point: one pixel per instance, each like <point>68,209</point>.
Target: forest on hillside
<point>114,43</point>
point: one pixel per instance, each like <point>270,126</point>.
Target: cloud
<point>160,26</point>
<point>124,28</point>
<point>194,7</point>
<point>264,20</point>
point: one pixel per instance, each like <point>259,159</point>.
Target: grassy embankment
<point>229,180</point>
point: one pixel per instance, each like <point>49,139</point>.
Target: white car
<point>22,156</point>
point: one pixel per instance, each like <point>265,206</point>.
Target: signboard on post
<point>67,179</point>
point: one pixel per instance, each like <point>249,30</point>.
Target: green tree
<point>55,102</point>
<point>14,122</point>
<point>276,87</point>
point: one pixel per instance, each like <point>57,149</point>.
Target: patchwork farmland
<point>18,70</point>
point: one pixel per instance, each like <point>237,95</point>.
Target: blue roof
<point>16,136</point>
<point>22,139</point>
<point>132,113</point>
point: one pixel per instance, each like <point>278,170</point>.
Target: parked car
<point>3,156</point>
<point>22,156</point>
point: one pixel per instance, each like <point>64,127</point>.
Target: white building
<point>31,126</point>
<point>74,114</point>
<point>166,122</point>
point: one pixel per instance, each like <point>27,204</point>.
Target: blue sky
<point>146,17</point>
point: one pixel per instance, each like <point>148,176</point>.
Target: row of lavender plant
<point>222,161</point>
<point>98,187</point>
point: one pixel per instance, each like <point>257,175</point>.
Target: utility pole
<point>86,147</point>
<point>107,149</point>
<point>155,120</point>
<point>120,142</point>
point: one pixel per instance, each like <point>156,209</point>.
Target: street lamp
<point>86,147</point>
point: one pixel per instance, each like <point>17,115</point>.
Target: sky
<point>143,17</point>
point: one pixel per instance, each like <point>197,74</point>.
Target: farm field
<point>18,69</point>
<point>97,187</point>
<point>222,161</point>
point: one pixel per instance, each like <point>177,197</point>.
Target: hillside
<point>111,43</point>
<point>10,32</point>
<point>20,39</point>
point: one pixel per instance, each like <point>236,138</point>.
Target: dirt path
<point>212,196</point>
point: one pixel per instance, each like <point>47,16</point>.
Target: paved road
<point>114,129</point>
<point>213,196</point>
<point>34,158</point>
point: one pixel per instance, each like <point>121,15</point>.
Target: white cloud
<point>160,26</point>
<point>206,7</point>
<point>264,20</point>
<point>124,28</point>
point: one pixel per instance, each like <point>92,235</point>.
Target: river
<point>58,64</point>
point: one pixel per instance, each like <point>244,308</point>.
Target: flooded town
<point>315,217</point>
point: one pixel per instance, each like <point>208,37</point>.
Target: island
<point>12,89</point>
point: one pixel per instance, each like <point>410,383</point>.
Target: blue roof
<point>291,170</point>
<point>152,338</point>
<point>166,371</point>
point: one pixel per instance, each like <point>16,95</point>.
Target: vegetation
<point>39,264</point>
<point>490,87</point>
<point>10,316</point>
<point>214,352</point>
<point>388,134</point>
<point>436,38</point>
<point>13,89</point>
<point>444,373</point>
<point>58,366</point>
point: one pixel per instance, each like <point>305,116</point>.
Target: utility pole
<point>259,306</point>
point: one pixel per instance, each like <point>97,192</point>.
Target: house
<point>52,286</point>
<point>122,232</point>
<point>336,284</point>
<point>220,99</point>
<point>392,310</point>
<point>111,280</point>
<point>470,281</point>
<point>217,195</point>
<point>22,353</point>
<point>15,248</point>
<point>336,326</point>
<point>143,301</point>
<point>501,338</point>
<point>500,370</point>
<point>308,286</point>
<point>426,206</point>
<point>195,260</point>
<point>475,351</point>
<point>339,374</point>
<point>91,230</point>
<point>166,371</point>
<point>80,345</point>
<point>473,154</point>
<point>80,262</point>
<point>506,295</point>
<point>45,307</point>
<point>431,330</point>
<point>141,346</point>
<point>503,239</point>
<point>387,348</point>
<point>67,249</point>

..........

**ABOUT THIS TASK**
The exact lines of the material above starting at the one that contains "point: one pixel per instance, each like <point>197,74</point>." and ending at the one that contains "point: one pixel per instance, each like <point>177,197</point>." are what to retype; leave out everything else.

**SOLUTION TO THIS TASK**
point: one pixel per instance, each like <point>197,74</point>.
Target: farm field
<point>18,69</point>
<point>97,187</point>
<point>222,161</point>
point: one pixel per instance, each like <point>177,197</point>.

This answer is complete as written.